▸ **What the task requires**:
An exact copy of every record is needed, with all pictures omitted.

▸ **Extracted entries**:
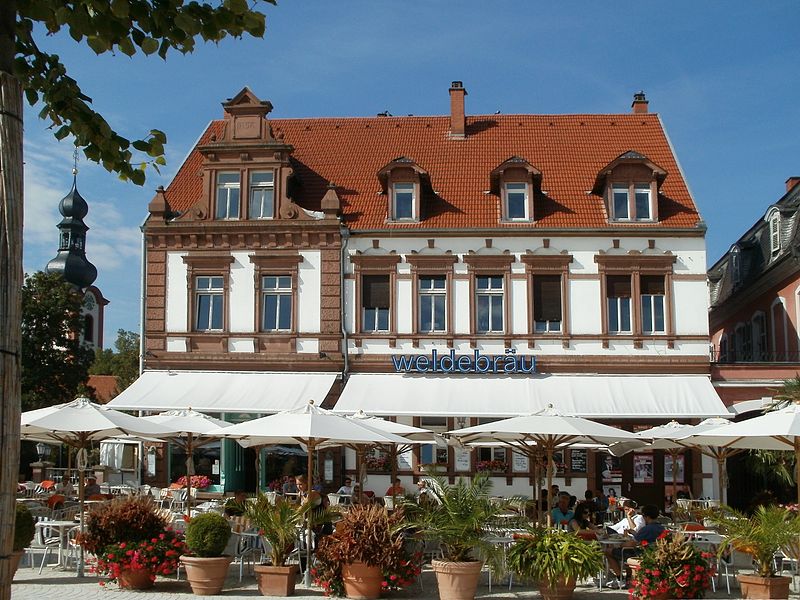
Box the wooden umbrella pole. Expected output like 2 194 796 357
185 433 193 517
390 444 397 503
545 440 554 527
716 455 725 505
304 439 315 588
77 435 87 578
670 449 678 509
795 438 800 505
355 446 365 503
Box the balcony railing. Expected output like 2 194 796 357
710 349 800 364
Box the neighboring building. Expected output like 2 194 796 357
708 176 800 507
87 374 120 403
45 174 108 349
110 85 726 505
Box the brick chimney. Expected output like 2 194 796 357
449 81 467 138
631 91 649 114
787 177 800 193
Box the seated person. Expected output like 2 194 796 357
336 477 354 495
607 499 644 535
84 477 101 497
569 502 597 535
606 504 665 577
55 475 74 496
281 476 298 495
551 492 575 526
582 490 598 522
416 479 435 505
385 478 405 497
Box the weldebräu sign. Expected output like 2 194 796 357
391 349 536 374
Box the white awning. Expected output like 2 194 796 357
333 374 728 419
107 370 338 414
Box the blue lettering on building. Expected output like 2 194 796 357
390 349 536 374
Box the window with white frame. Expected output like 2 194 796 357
195 276 224 331
770 214 781 254
261 275 292 331
504 182 528 220
606 275 632 333
362 275 390 332
640 275 666 334
612 184 629 220
634 185 651 220
610 183 652 221
730 248 741 284
419 417 448 465
734 323 751 362
215 172 240 219
752 313 768 361
476 275 504 333
532 275 562 332
249 171 274 219
392 182 415 220
418 275 447 333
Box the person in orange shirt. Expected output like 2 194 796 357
385 478 405 497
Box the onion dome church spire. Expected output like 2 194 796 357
45 162 98 290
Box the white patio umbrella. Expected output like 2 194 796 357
346 410 433 502
20 397 176 577
208 400 412 587
142 409 232 515
681 405 800 503
448 405 639 524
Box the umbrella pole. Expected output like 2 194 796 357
390 444 397 503
186 433 194 517
670 449 678 509
546 442 554 527
355 446 365 503
304 439 315 588
531 450 540 523
716 455 725 505
795 438 800 505
77 439 86 578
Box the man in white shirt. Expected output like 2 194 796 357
336 477 354 495
608 500 645 535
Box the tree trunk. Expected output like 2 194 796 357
0 1 24 595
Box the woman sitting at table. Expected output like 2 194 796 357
55 475 74 497
569 503 597 536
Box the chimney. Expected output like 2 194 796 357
787 177 800 193
449 81 467 138
631 91 649 114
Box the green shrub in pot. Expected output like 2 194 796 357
14 503 35 552
185 512 231 557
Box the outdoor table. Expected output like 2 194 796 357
35 520 78 568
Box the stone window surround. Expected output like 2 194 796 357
351 254 402 346
521 252 574 348
182 253 235 333
595 253 676 348
249 252 303 335
406 254 459 347
463 254 515 345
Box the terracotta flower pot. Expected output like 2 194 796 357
118 568 155 589
10 551 25 578
255 564 299 596
539 577 577 600
180 555 233 596
738 574 791 599
431 560 483 600
342 561 383 600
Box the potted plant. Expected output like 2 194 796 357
180 512 233 595
244 493 306 596
81 495 184 589
628 530 714 599
506 527 603 600
710 504 800 599
401 474 515 600
12 504 35 576
313 504 417 599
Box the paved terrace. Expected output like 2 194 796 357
11 564 789 599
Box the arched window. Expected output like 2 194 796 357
84 315 94 343
751 312 768 361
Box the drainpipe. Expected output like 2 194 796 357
339 226 351 383
138 216 148 376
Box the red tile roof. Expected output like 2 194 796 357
87 374 119 404
165 113 701 230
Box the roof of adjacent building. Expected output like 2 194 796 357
709 180 800 308
163 110 703 231
87 374 119 404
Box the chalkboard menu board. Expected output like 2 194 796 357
570 449 587 473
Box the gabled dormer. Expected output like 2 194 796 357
593 150 667 223
378 157 428 222
764 206 782 256
490 156 542 222
170 88 318 223
729 245 741 286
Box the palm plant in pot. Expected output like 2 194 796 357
709 504 800 599
506 526 604 600
244 493 307 596
401 474 515 600
180 512 233 596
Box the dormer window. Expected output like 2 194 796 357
593 151 666 223
215 172 240 219
490 157 541 223
392 182 415 220
730 247 741 285
768 211 781 254
504 182 529 220
249 171 275 219
378 157 427 223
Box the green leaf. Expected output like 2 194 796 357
131 140 150 152
155 156 166 166
54 126 70 140
130 169 146 186
141 37 159 55
86 36 108 54
24 88 38 106
110 0 129 19
226 0 249 14
118 36 136 57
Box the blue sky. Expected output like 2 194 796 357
22 0 800 345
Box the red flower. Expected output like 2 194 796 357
640 540 648 547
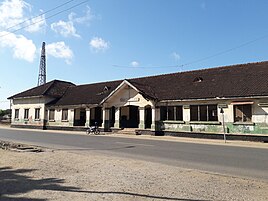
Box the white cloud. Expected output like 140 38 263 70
130 61 139 67
51 7 93 38
69 6 93 24
0 31 36 62
51 20 80 38
0 0 45 32
171 52 180 61
89 37 109 52
24 13 46 33
0 0 29 30
46 42 73 64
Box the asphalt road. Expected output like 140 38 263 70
0 127 268 181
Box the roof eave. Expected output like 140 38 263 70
9 95 44 100
158 95 268 103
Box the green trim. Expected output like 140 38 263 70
233 122 255 126
162 120 185 124
189 121 221 125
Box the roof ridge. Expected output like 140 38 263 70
42 79 76 95
42 80 56 95
76 79 123 87
128 60 268 81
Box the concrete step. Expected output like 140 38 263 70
117 128 137 135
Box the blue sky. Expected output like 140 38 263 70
1 0 268 109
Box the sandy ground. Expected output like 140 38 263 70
1 142 268 201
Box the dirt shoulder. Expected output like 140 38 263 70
0 142 267 201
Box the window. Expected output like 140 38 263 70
190 105 218 121
24 109 29 119
234 104 252 122
35 108 40 120
49 109 55 121
160 106 183 121
15 109 19 119
62 109 68 121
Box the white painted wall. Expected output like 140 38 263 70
11 96 54 126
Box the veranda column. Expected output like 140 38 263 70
114 107 120 128
69 109 74 127
102 108 110 131
138 107 145 129
85 108 90 127
154 107 160 131
151 107 156 130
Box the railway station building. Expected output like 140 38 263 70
8 61 268 138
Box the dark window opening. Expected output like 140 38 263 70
15 109 19 119
49 109 55 121
62 109 68 121
234 104 252 122
35 108 40 120
160 106 183 121
24 109 29 119
190 105 218 121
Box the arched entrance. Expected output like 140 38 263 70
120 105 139 128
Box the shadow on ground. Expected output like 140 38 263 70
0 166 209 201
0 166 79 201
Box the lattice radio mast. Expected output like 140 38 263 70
37 42 46 86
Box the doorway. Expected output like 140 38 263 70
74 108 86 126
120 105 139 128
145 106 152 129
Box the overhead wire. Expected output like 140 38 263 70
0 0 267 69
5 0 77 31
113 33 268 69
0 0 89 39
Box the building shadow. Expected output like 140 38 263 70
0 166 79 201
0 166 210 201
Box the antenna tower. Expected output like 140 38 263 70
37 42 46 86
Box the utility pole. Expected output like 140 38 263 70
37 42 46 86
220 107 226 143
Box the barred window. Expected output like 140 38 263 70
160 106 183 121
49 109 55 121
15 109 19 119
24 109 29 119
190 105 218 121
62 109 68 121
35 108 40 120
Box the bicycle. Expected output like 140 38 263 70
86 125 100 135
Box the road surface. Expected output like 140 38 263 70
0 127 267 181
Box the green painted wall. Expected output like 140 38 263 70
155 121 268 135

▸ **Response**:
Box the wooden umbrella pole. Expected output like 2 194 796 357
185 433 193 517
390 444 397 503
545 440 554 527
716 455 725 505
304 439 315 588
77 435 87 578
670 449 678 509
795 438 800 505
355 446 365 503
Box the balcony railing. Expected output like 2 194 796 357
710 349 800 364
Box the neighboring building. Expected output like 2 194 796 357
708 176 800 507
87 374 120 403
45 174 108 349
110 85 726 505
Box the brick chimney. Expected output like 2 194 796 357
449 81 467 138
631 91 649 114
787 177 800 193
Box the seated person. Expected output like 2 194 796 357
336 477 354 495
607 499 644 535
84 477 101 497
569 502 597 535
606 504 665 577
55 475 74 496
281 476 298 495
551 492 575 526
582 490 598 522
416 479 435 505
385 478 405 497
Box the weldebräu sign. Expected output like 2 194 796 357
391 349 536 374
Box the white awning. Expected output like 2 194 796 357
333 374 728 419
107 370 338 414
Box the blue lettering on building. Expected output like 2 194 796 357
390 349 536 374
Box the window with white frame. Expected output like 2 194 796 357
195 276 224 331
770 214 781 254
261 275 292 331
504 182 528 220
606 275 632 333
362 275 390 332
640 275 666 334
612 184 629 220
634 185 651 220
610 183 652 221
730 248 741 284
419 417 448 465
734 323 751 362
215 172 240 219
752 313 768 361
476 275 504 333
532 275 562 332
249 171 274 219
392 182 415 220
418 275 447 333
Box the person in orange shirt. Expected output like 2 194 796 357
385 478 405 497
Box the onion dome church spire. Expected output like 2 194 796 357
45 162 98 290
Box the white patio umbrella. Expected output like 2 194 796 357
346 410 433 502
20 397 176 577
208 400 412 587
142 409 232 515
681 405 800 503
448 405 639 524
Box the umbrella pole. Expected output like 2 194 796 357
390 444 397 503
186 433 194 517
670 449 678 509
546 442 554 527
355 446 365 503
304 439 315 588
531 450 540 523
716 455 725 505
795 438 800 505
77 439 86 578
Box the man in white shirt. Expected output like 2 194 796 357
336 477 354 495
608 500 645 535
Box the tree trunk. Expected output like 2 194 796 357
0 1 24 595
Box the woman sitting at table. Expected output like 2 194 796 357
55 475 74 497
569 503 597 536
Box the chimney. Expected output like 2 194 796 357
787 177 800 193
449 81 467 138
631 91 649 114
Box the green shrub in pot. Expected output like 2 194 796 357
14 503 35 552
185 512 231 557
Box the outdoor table. Expected output like 2 194 796 357
35 520 78 568
Box the stone window surround. Expected output like 2 194 796 357
351 254 402 346
521 252 574 348
182 253 235 333
595 253 676 348
249 252 303 335
406 254 459 347
463 254 515 345
Box the terracotta flower pot. Expected output like 2 194 796 357
118 568 155 589
10 551 25 578
255 564 299 596
539 577 577 600
180 555 233 596
738 574 791 599
431 560 483 600
342 561 383 600
Box the potted plant. Expected output like 2 194 796 357
180 512 233 595
244 493 306 596
81 495 184 589
628 530 714 599
506 527 603 600
710 504 800 599
401 474 515 600
12 504 35 576
313 504 417 599
Box the paved terrace. Expected output like 2 194 796 357
11 564 789 599
Box the arched window. Expected output like 2 194 796 357
84 315 94 343
751 312 768 361
Box the drainpipe. Expected output like 2 194 796 357
339 226 351 383
138 216 148 376
Box the red tile roof. Expected output like 2 194 796 357
87 374 119 404
165 113 701 230
Box the roof of adjacent building. Expected output like 2 194 796 357
709 180 800 308
163 110 703 231
87 374 119 404
Box the chalkboard menu board. Expected output like 2 194 796 357
570 449 587 473
Box the gabled dormer. Expected output like 2 194 796 357
593 150 667 223
378 157 428 222
764 206 782 256
490 156 542 222
170 88 318 223
729 245 741 286
Box the palm plant in pot. Expected output like 2 194 796 357
709 504 800 599
506 526 604 600
244 493 307 596
401 474 515 600
180 512 233 596
Box the dormer window. Expected output like 2 194 796 357
593 151 666 223
215 172 240 219
490 157 541 223
392 182 415 220
730 247 741 285
768 211 781 254
504 182 529 220
249 171 275 219
378 157 427 223
Box the green leaf. Expected output like 2 194 796 357
131 140 150 152
155 156 166 166
54 126 70 140
130 169 146 186
141 37 159 55
86 36 108 54
24 88 38 106
110 0 129 19
226 0 249 14
118 36 136 57
Box the blue sky. Expected output like 2 194 796 357
22 0 800 345
Box the red flower. Expected output like 2 194 796 357
640 540 648 547
Box the white cloud. Expected output like 140 38 263 70
130 61 139 67
51 7 93 38
69 6 93 24
0 31 36 62
51 20 80 38
0 0 45 32
171 52 180 61
89 37 109 52
24 13 46 33
0 0 29 30
46 42 73 64
Box the asphalt road. Expected output like 140 38 263 70
0 127 268 181
Box the roof eave. Expected output like 140 38 263 70
9 95 44 100
158 95 268 103
Box the green trim. Expected output like 140 38 263 70
233 122 255 126
162 120 185 124
189 121 221 125
Box the roof ridge. Expected output like 140 38 263 70
42 79 76 95
42 80 56 95
76 79 123 87
128 60 268 81
Box the concrete step. Expected output like 140 38 263 70
117 128 137 135
Box the blue sky. Expected output like 140 38 263 70
1 0 268 109
Box the sandy ground. Expected output like 140 38 263 70
1 142 268 201
Box the dirt shoulder. Expected output like 140 38 263 70
0 142 267 201
Box the window. Expected output like 140 38 263 70
190 105 218 121
24 109 29 119
234 104 252 122
35 108 40 120
49 109 55 121
160 106 183 121
15 109 19 119
62 109 68 121
Box the white painted wall. Expected output like 140 38 263 70
11 96 54 126
Box the veranda column. Expected output like 140 38 263 70
114 107 120 128
69 109 74 127
102 108 110 131
138 107 145 129
85 108 90 127
154 107 160 131
151 107 156 130
Box the railway station building. Expected output like 140 38 263 70
8 61 268 138
Box the dark window opening. Expected output like 140 38 263 70
15 109 19 119
49 109 55 121
62 109 68 121
234 104 252 122
35 108 40 120
160 106 183 121
24 109 29 119
190 105 218 121
Box the arched entrance. Expected output like 140 38 263 70
120 105 139 128
Box the shadow on ground. Expected output like 140 38 263 70
0 166 209 201
0 166 79 201
Box the lattice radio mast. Expected output like 140 38 263 70
37 42 46 86
Box the doorway. Expected output like 140 38 263 70
74 108 86 126
120 105 139 128
145 106 152 129
Box the overhead wire. Expected output like 140 38 263 70
0 0 267 69
5 0 77 31
113 33 268 69
0 0 89 39
Box the building shadow. Expected output like 140 38 263 70
0 166 79 201
0 166 210 201
Box the antenna tower. Expected output like 140 38 263 70
37 42 46 86
Box the utility pole. Expected output like 140 38 263 70
37 42 46 86
220 107 226 143
Box the barred window. Expected output like 140 38 263 70
160 106 183 121
49 109 55 121
15 109 19 119
24 109 29 119
190 105 218 121
62 109 68 121
35 108 40 120
Box the bicycle. Expected output like 140 38 263 70
86 125 100 135
Box the road surface. Expected output like 140 38 263 70
0 127 267 181
Box the green painted wall. Expected output like 140 38 263 70
155 121 268 135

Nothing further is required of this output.